Stored records
--------------------------------
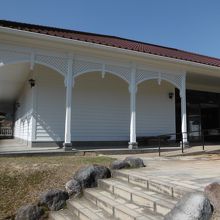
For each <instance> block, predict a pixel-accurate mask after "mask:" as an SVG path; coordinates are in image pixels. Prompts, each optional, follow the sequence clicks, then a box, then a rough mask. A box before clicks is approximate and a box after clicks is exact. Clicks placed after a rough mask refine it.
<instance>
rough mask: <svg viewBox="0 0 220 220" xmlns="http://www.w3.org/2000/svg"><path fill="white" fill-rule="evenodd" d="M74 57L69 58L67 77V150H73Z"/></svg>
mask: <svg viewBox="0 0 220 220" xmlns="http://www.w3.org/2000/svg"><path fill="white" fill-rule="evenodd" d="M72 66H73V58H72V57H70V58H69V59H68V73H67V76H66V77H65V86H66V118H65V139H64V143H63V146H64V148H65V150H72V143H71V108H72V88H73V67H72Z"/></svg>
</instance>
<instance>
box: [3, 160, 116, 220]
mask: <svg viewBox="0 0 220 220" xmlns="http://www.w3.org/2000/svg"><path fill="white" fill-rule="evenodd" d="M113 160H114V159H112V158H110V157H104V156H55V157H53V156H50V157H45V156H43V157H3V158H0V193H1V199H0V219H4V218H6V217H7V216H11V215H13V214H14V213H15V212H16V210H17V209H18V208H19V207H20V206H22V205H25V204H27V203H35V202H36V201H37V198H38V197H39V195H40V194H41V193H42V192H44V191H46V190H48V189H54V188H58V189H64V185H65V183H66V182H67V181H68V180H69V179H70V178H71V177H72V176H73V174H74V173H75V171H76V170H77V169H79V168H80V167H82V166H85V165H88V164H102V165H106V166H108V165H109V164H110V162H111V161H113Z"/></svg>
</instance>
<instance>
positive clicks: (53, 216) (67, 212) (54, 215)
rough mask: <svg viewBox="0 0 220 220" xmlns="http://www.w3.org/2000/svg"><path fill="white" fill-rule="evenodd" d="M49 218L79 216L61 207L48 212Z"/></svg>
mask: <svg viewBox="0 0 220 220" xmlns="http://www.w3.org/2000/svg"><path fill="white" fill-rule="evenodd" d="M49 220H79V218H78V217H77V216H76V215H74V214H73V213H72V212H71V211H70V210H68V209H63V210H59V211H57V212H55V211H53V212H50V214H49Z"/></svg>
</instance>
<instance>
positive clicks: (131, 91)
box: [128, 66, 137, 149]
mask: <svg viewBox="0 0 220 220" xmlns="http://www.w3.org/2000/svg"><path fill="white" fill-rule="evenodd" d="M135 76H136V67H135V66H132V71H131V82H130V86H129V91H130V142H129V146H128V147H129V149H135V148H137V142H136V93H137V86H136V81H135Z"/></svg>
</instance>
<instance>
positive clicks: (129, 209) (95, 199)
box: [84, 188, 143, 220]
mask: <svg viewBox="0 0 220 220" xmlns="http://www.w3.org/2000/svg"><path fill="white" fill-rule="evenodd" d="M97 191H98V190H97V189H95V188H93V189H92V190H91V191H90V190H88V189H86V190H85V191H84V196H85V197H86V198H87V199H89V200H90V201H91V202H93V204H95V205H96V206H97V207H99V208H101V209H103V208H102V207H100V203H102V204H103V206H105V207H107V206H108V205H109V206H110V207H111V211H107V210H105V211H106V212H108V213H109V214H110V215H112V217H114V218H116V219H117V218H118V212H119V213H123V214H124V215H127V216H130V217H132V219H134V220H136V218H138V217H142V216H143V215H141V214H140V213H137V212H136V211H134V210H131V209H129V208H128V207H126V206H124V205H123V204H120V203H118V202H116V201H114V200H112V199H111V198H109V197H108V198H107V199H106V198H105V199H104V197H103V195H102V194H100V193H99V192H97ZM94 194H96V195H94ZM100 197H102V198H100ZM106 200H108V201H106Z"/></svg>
--------------------------------
→ **THE PROBLEM**
Without including any pictures, output each entry above exactly as it appears.

→ **WRITTEN ANSWER**
For each <instance> block, predict a pixel-accurate mask after "mask:" as an SVG path; coordinates are in image pixels. Prompts, each optional, follow the sequence clicks, then a box, then a rough mask. A box before clicks is approximate and a box after clicks is exact. Clicks placed after a rough mask refine it.
<instance>
rough mask: <svg viewBox="0 0 220 220" xmlns="http://www.w3.org/2000/svg"><path fill="white" fill-rule="evenodd" d="M74 57L69 58L67 77V150H73Z"/></svg>
mask: <svg viewBox="0 0 220 220" xmlns="http://www.w3.org/2000/svg"><path fill="white" fill-rule="evenodd" d="M72 66H73V58H72V57H70V58H69V59H68V73H67V76H66V77H65V86H66V118H65V139H64V143H63V146H64V148H65V150H72V143H71V108H72V88H73V67H72Z"/></svg>
</instance>
<instance>
box: [3, 160, 116, 220]
mask: <svg viewBox="0 0 220 220" xmlns="http://www.w3.org/2000/svg"><path fill="white" fill-rule="evenodd" d="M113 160H114V159H112V158H110V157H104V156H55V157H53V156H50V157H45V156H43V157H3V158H0V193H1V199H0V219H4V218H6V217H7V216H11V215H13V214H14V213H15V212H16V210H17V209H18V208H19V207H20V206H22V205H25V204H27V203H35V202H36V201H37V198H38V197H39V195H40V194H41V193H42V192H44V191H46V190H48V189H54V188H58V189H64V185H65V183H66V182H67V181H68V180H69V179H70V178H71V177H72V176H73V174H74V173H75V171H76V170H77V169H79V168H80V167H82V166H85V165H88V164H102V165H106V166H108V165H109V164H110V162H111V161H113Z"/></svg>
</instance>
<instance>
positive clicks: (53, 216) (67, 212) (54, 215)
rough mask: <svg viewBox="0 0 220 220" xmlns="http://www.w3.org/2000/svg"><path fill="white" fill-rule="evenodd" d="M49 218L79 216L61 207L48 212Z"/></svg>
mask: <svg viewBox="0 0 220 220" xmlns="http://www.w3.org/2000/svg"><path fill="white" fill-rule="evenodd" d="M49 220H79V218H78V217H77V216H76V215H74V214H73V213H72V212H71V211H70V210H68V209H63V210H59V211H57V212H55V211H53V212H50V214H49Z"/></svg>
</instance>
<instance>
positive clicks: (131, 91)
box: [128, 66, 137, 149]
mask: <svg viewBox="0 0 220 220" xmlns="http://www.w3.org/2000/svg"><path fill="white" fill-rule="evenodd" d="M135 76H136V67H135V66H132V71H131V82H130V86H129V91H130V142H129V146H128V147H129V149H135V148H137V142H136V93H137V86H136V81H135Z"/></svg>
</instance>
<instance>
positive clicks: (129, 209) (95, 199)
box: [84, 188, 143, 220]
mask: <svg viewBox="0 0 220 220" xmlns="http://www.w3.org/2000/svg"><path fill="white" fill-rule="evenodd" d="M97 191H98V190H97V189H95V188H93V189H92V190H91V191H90V190H88V189H86V190H85V191H84V196H85V197H86V198H87V199H89V200H90V201H91V202H93V204H95V205H96V206H97V207H99V208H101V209H103V208H102V207H100V203H102V204H103V206H105V207H107V206H108V205H109V206H110V207H111V211H107V210H105V211H106V212H108V213H109V214H110V215H112V217H114V218H116V219H117V218H118V212H119V213H123V214H124V215H127V216H130V217H132V219H134V220H136V218H138V217H142V216H143V215H141V214H140V213H137V212H136V211H134V210H131V209H129V208H128V207H126V206H124V205H123V204H120V203H118V202H116V201H114V200H112V199H111V198H109V197H108V198H107V199H106V198H105V199H104V197H103V195H102V194H100V193H99V192H97ZM94 194H96V195H94ZM100 197H102V198H100ZM106 200H108V201H106Z"/></svg>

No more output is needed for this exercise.